(УСЛОВИЯ ЗАДАНИЙ):
a: Изложите текст о романе «Вдребезги» в двух предложениях.
b: Ответьте по тексту о романе «Вдребезги» на вопросы:
(i) С чем сравнивается процесс воспоминания?
(ii) На связь романа с произведениями какого писателя Парланд указывает в эпиграфе?
(iii) В каком году создан роман?
c: Воспроизведите без изменений отрывок текста о романе «Вдребезги» от слов «Сложная композиция романа, сюжет» до слов «нас с вами.» включительно.

Роман «Вдребезги» посвящен воспоминаниям. Герой, который одновременно является как бы и автором, пытается возродить в памяти образ умершей возлюбленной, для чего обращается к ее фотографиям. Процесс воспоминания сравнивается с процессом проявки фотоснимков. Однако возвращение в прошлое, подробнейшая реставрация облика героини, малейших деталей и примет времени не помогают автору понять, в чем причина их взаимной неспособности любить по-настоящему, почему их роман так и остался скучной привязанностью, основанной на стремлении к самоутверждению, стремлении героя подчинить подругу своей воле и ее равнодушной покорности. Можно сказать, это — любовный роман о неспособности любить, и больше — о неспособности понять другого человека, но при этом — и о страстном желании близости и взаимопонимания. Эта тема встречается и в поэзии Генри Парланда:

Из всех фраз
самая главная:
все равно.
Ненавидеть все равно что,
обнимать все равно кого,
петь все равно о чем,
любить все равно кого.

Сложная композиция романа, сюжет которого раскручивается как бы по спирали, словно подчеркивает тщетность усилий героя, пытающегося, пусть и посмертно, распутать клубок человеческих взаимоотношений. Но у читателя не остается разочарования от обманутых надежд. Главный итог книги — возникающее у читателя осознание хрупкости человеческих отношений и высочайшей их ценности. Неудавшаяся попытка героя восстановить прошлое служит предостережением тем, для кого открыто будущее. Для нас с вами.

Нельзя сказать, что роман «Вдребезги» стоит особняком в литературе своего времени. Парланд уже в эпиграфе указывает на связь романа с произведениями Марселя Пруста. При желании не составит труда найти и иные литературные параллели — молодых скучающих героев, прожигающих жизнь в ресторанах, немало в литературе 1920—1930-х годов. И все же проза Парланда имеет свой голос, свою оригинальную стилистику.

Удивительно: незавершенный роман двадцатилетнего писателя, созданный в 1930 году, современные критики называют ныне самым лучшим и значительным произведением шведскоязычной литературы Финляндии двадцатого века. Роман, на первый взгляд глубоко укорененный в современной ему действительности, почти с фотографической документальностью запечатлевший жизнь богемы в Хельсинки в 1920-х годах, становится с годами все более и более современным. Долгие десятилетия время словно приближалось к этому произведению, изначально устремленному в будущее, вобравшему в себя многие еще только зарождавшиеся литературные приемы и стилистические находки, чутко отразившему настроения, которые проступали лишь намеками, но стали определяющими к концу столетия: разочарование, скептицизм, неспособность к искренним полнокровным чувствам — ив то же время неудержимая потребность в деятельности, энергичный напор, жажда все новых и новых впечатлений. Потребность в любви и понимании.

* * *

Словно пара
белых женских рук,
обняла мою душу
осень
и медленно
вырвала меня
из мира.
Было больно,
но совсем
недолго.

(ПРИВЕДЁННЫЕ ЗАПИСИ):
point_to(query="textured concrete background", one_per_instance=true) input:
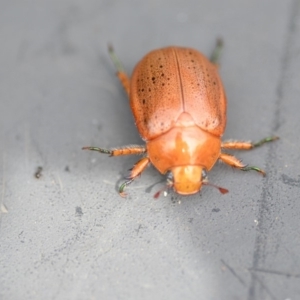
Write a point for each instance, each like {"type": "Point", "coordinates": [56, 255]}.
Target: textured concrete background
{"type": "Point", "coordinates": [68, 235]}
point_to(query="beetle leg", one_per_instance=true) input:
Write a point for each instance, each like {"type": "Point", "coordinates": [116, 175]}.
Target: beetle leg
{"type": "Point", "coordinates": [236, 163]}
{"type": "Point", "coordinates": [128, 150]}
{"type": "Point", "coordinates": [120, 70]}
{"type": "Point", "coordinates": [137, 169]}
{"type": "Point", "coordinates": [238, 145]}
{"type": "Point", "coordinates": [216, 54]}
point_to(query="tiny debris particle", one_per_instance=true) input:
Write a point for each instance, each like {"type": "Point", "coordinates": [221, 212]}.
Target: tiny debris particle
{"type": "Point", "coordinates": [38, 172]}
{"type": "Point", "coordinates": [215, 209]}
{"type": "Point", "coordinates": [3, 208]}
{"type": "Point", "coordinates": [78, 211]}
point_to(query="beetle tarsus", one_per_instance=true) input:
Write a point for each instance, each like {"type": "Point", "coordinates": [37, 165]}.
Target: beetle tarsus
{"type": "Point", "coordinates": [101, 150]}
{"type": "Point", "coordinates": [249, 168]}
{"type": "Point", "coordinates": [123, 186]}
{"type": "Point", "coordinates": [216, 54]}
{"type": "Point", "coordinates": [265, 140]}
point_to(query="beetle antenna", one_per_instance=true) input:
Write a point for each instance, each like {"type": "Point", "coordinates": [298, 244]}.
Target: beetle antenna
{"type": "Point", "coordinates": [222, 190]}
{"type": "Point", "coordinates": [166, 188]}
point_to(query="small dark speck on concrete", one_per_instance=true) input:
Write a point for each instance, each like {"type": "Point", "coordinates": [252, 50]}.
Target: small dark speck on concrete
{"type": "Point", "coordinates": [38, 172]}
{"type": "Point", "coordinates": [78, 211]}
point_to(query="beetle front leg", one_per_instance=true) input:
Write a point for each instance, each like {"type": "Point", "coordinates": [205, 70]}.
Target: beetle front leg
{"type": "Point", "coordinates": [123, 77]}
{"type": "Point", "coordinates": [137, 169]}
{"type": "Point", "coordinates": [128, 150]}
{"type": "Point", "coordinates": [238, 145]}
{"type": "Point", "coordinates": [236, 163]}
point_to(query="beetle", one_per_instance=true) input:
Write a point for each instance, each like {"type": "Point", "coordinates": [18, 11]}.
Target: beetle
{"type": "Point", "coordinates": [179, 105]}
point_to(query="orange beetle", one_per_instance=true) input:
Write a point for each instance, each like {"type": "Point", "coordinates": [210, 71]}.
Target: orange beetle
{"type": "Point", "coordinates": [179, 106]}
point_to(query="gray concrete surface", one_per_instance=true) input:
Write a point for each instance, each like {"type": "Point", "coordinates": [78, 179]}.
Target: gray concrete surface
{"type": "Point", "coordinates": [68, 235]}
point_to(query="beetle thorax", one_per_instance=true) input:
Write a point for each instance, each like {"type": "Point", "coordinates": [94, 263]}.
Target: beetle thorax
{"type": "Point", "coordinates": [185, 144]}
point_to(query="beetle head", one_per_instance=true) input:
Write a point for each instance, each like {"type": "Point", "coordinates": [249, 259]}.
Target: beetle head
{"type": "Point", "coordinates": [188, 180]}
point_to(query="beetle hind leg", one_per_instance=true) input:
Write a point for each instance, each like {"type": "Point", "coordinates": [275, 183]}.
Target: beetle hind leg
{"type": "Point", "coordinates": [137, 170]}
{"type": "Point", "coordinates": [239, 145]}
{"type": "Point", "coordinates": [127, 150]}
{"type": "Point", "coordinates": [236, 163]}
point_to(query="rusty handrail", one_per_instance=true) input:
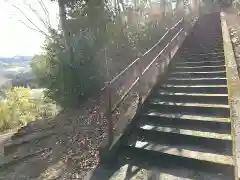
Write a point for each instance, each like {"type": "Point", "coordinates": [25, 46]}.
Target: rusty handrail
{"type": "Point", "coordinates": [111, 109]}
{"type": "Point", "coordinates": [137, 59]}
{"type": "Point", "coordinates": [115, 106]}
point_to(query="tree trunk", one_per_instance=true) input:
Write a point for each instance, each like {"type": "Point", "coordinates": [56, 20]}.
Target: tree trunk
{"type": "Point", "coordinates": [63, 20]}
{"type": "Point", "coordinates": [164, 7]}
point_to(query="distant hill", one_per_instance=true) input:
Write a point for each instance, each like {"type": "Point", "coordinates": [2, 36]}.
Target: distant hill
{"type": "Point", "coordinates": [16, 61]}
{"type": "Point", "coordinates": [15, 69]}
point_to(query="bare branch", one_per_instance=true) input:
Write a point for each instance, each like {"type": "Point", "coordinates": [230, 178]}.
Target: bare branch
{"type": "Point", "coordinates": [37, 30]}
{"type": "Point", "coordinates": [47, 26]}
{"type": "Point", "coordinates": [28, 19]}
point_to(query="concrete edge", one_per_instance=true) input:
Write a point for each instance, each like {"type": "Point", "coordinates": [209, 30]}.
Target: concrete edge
{"type": "Point", "coordinates": [233, 84]}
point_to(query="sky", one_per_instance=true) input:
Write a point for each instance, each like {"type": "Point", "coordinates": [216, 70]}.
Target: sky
{"type": "Point", "coordinates": [15, 38]}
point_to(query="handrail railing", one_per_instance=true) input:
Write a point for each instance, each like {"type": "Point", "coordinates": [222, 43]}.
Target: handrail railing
{"type": "Point", "coordinates": [111, 108]}
{"type": "Point", "coordinates": [147, 52]}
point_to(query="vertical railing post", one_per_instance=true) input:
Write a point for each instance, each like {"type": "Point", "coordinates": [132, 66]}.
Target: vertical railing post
{"type": "Point", "coordinates": [109, 115]}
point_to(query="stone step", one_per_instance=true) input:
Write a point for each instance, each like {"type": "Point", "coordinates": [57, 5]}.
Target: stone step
{"type": "Point", "coordinates": [217, 110]}
{"type": "Point", "coordinates": [186, 151]}
{"type": "Point", "coordinates": [199, 81]}
{"type": "Point", "coordinates": [191, 123]}
{"type": "Point", "coordinates": [200, 68]}
{"type": "Point", "coordinates": [167, 162]}
{"type": "Point", "coordinates": [145, 171]}
{"type": "Point", "coordinates": [210, 89]}
{"type": "Point", "coordinates": [214, 142]}
{"type": "Point", "coordinates": [211, 74]}
{"type": "Point", "coordinates": [202, 55]}
{"type": "Point", "coordinates": [191, 97]}
{"type": "Point", "coordinates": [201, 63]}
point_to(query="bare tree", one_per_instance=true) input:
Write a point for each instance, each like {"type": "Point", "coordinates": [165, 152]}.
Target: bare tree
{"type": "Point", "coordinates": [45, 26]}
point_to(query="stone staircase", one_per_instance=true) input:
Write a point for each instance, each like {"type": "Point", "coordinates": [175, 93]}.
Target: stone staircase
{"type": "Point", "coordinates": [184, 128]}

(ОТВЕТЫ ПО ЗАДАНИЯМ):
a: Роман Парланда «Вдребезги» посвящен воспоминаниям: герой по фотографиям восстанавливает образ умершей возлюбленной, но так и не может понять, почему они не умели любить по-настоящему. Этот незавершенный роман, созданный в 1930 году и запечатлевший жизнь богемы в Хельсинки в 1920-х годах, современные критики называют самым лучшим и значительным произведением шведскоязычной литературы Финляндии двадцатого века.

b:
(i) С процессом проявки фотоснимков.
(ii) Марселя Пруста.
(iii) В 1930 году.

c:
Сложная композиция романа, сюжет которого раскручивается как бы по спирали, словно подчеркивает тщетность усилий героя, пытающегося, пусть и посмертно, распутать клубок человеческих взаимоотношений. Но у читателя не остается разочарования от обманутых надежд. Главный итог книги — возникающее у читателя осознание хрупкости человеческих отношений и высочайшей их ценности. Неудавшаяся попытка героя восстановить прошлое служит предостережением тем, для кого открыто будущее. Для нас с вами.